### TO BE DONE
Reproduce exactly the lines from the one containing "Question. Locate the red" through the last line of the records below, both included, and nothing else.

---------- RECORD EXCERPTS ----------

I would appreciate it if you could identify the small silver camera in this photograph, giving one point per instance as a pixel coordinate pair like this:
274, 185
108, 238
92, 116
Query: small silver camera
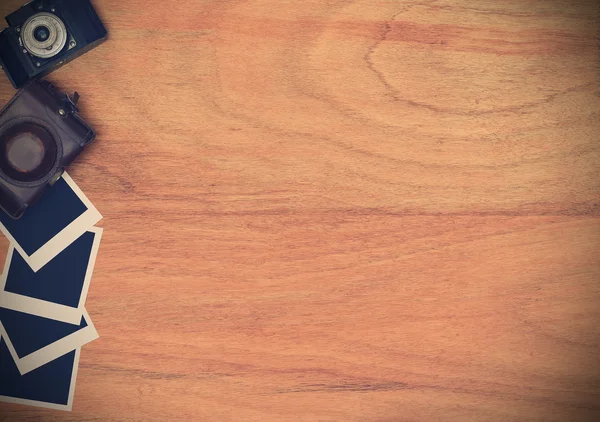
44, 35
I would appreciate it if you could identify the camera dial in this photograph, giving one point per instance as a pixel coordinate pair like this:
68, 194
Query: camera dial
44, 35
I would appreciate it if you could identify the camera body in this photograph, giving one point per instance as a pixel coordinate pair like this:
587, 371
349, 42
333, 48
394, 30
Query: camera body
41, 133
44, 35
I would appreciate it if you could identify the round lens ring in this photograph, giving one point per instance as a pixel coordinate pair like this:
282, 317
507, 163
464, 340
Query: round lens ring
27, 152
44, 35
41, 33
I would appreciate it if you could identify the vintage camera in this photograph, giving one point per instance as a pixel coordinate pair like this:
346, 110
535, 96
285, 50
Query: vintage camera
40, 134
43, 35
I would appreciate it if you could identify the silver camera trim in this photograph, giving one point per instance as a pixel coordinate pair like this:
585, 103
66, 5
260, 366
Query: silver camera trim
56, 40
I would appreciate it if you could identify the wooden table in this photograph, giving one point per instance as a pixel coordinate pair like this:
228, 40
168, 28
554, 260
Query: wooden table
341, 211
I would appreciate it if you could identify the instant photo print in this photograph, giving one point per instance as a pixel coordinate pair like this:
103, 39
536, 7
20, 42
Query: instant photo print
59, 289
50, 386
59, 218
34, 341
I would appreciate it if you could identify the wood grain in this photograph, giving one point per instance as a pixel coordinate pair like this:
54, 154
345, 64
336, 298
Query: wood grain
341, 210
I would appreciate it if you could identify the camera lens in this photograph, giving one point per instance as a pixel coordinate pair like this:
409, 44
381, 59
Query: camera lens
27, 152
44, 35
41, 33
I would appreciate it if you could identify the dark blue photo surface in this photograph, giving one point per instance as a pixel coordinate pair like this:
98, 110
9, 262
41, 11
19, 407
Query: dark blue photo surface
29, 333
59, 281
55, 210
50, 383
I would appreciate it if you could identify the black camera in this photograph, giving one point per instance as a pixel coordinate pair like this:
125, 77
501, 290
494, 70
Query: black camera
40, 134
43, 35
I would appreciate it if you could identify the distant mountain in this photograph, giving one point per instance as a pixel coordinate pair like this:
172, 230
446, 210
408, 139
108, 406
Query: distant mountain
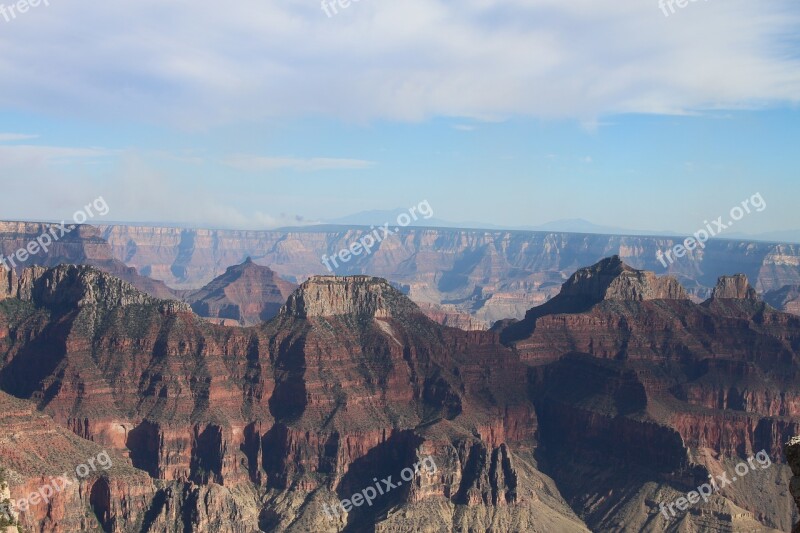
247, 293
787, 299
573, 225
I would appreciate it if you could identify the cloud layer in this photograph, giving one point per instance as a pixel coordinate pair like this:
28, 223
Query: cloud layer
196, 64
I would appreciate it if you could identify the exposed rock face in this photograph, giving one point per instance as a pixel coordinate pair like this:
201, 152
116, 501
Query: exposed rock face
248, 294
448, 315
83, 245
491, 275
734, 287
787, 299
699, 379
611, 279
327, 296
246, 429
793, 458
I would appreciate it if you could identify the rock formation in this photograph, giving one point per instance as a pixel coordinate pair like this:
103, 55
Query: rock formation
247, 294
614, 396
490, 275
613, 369
793, 458
787, 299
351, 381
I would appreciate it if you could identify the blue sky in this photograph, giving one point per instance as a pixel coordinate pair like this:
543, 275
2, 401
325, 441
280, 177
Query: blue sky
257, 115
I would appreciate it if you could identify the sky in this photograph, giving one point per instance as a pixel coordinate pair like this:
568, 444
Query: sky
510, 112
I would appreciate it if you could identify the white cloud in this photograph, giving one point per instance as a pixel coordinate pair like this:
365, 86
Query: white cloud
256, 163
200, 63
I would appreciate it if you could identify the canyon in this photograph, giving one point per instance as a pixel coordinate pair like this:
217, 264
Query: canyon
619, 393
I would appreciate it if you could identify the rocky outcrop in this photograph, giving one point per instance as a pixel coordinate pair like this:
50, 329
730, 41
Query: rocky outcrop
82, 245
247, 294
491, 275
734, 287
450, 316
326, 296
257, 428
611, 370
611, 279
793, 458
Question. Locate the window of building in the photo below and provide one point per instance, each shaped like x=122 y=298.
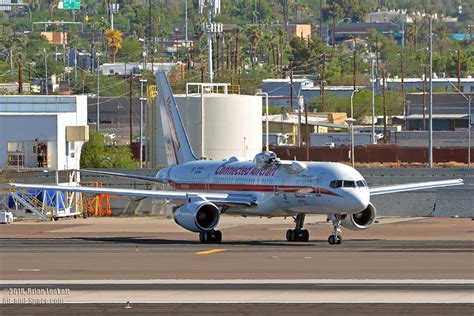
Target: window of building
x=16 y=159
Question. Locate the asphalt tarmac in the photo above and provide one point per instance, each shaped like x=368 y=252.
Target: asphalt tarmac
x=106 y=262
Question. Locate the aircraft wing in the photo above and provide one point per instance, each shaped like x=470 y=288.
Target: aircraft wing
x=218 y=198
x=121 y=175
x=414 y=186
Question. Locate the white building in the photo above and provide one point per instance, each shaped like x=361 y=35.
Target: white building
x=45 y=132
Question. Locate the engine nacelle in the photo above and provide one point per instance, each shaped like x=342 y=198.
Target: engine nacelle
x=362 y=220
x=197 y=216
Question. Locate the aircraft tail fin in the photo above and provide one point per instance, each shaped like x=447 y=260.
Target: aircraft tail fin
x=178 y=148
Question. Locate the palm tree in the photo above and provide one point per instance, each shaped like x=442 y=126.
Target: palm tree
x=410 y=32
x=113 y=39
x=228 y=38
x=237 y=35
x=254 y=34
x=442 y=33
x=269 y=38
x=280 y=48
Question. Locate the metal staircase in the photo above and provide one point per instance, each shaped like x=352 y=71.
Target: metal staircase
x=33 y=204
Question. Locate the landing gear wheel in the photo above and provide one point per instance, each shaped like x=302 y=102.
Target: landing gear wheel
x=290 y=235
x=213 y=236
x=298 y=234
x=217 y=236
x=304 y=234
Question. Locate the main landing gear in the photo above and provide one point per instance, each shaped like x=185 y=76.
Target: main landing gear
x=210 y=236
x=298 y=234
x=335 y=238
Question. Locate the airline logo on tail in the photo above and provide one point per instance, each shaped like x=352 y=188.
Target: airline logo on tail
x=174 y=133
x=172 y=124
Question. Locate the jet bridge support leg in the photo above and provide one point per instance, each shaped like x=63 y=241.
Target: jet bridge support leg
x=335 y=237
x=298 y=234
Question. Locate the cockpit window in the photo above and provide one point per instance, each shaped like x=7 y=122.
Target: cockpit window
x=336 y=184
x=349 y=184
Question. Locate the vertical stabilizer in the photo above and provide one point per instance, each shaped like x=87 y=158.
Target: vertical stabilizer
x=178 y=149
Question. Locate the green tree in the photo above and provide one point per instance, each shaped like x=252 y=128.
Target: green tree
x=95 y=154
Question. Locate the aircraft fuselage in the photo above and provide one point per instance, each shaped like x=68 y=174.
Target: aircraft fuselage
x=278 y=192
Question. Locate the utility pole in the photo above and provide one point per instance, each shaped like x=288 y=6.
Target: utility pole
x=142 y=81
x=384 y=106
x=186 y=22
x=430 y=142
x=321 y=20
x=323 y=96
x=46 y=71
x=291 y=107
x=425 y=87
x=20 y=78
x=97 y=126
x=373 y=102
x=11 y=63
x=459 y=69
x=308 y=136
x=402 y=83
x=29 y=75
x=354 y=66
x=130 y=103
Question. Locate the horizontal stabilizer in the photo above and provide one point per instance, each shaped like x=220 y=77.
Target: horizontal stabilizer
x=415 y=186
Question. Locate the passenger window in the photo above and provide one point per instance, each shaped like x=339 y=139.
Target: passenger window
x=336 y=184
x=349 y=184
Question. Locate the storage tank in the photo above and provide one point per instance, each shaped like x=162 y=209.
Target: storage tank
x=219 y=125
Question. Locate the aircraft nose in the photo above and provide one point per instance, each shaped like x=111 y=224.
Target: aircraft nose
x=359 y=201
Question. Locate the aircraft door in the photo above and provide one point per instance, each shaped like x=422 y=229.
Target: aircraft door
x=318 y=183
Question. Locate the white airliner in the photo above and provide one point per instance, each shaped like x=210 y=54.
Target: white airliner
x=266 y=186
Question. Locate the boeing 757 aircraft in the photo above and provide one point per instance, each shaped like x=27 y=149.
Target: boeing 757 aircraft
x=266 y=186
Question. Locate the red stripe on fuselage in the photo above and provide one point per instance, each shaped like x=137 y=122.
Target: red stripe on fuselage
x=246 y=187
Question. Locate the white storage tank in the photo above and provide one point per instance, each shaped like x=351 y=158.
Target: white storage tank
x=219 y=125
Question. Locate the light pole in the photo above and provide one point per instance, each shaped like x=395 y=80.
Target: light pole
x=373 y=102
x=430 y=140
x=351 y=122
x=46 y=70
x=469 y=121
x=98 y=94
x=469 y=133
x=352 y=103
x=142 y=81
x=267 y=144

----------

### CORRECT RESPONSE
Question. Locate the red stripe on fuselage in the photo above and provide one point per instance, each shaped like x=137 y=122.
Target: red stripe on fuselage
x=246 y=187
Question. Locate the white storage tank in the photo above and provide one point per instance, each shaped like x=351 y=158.
Target: white storage tank
x=219 y=125
Question. Locate the light pole in the photo above and provide one point per instance, each shaped like x=395 y=80.
Target: light pole
x=373 y=102
x=430 y=140
x=351 y=122
x=46 y=70
x=469 y=121
x=98 y=94
x=469 y=133
x=352 y=103
x=142 y=81
x=267 y=144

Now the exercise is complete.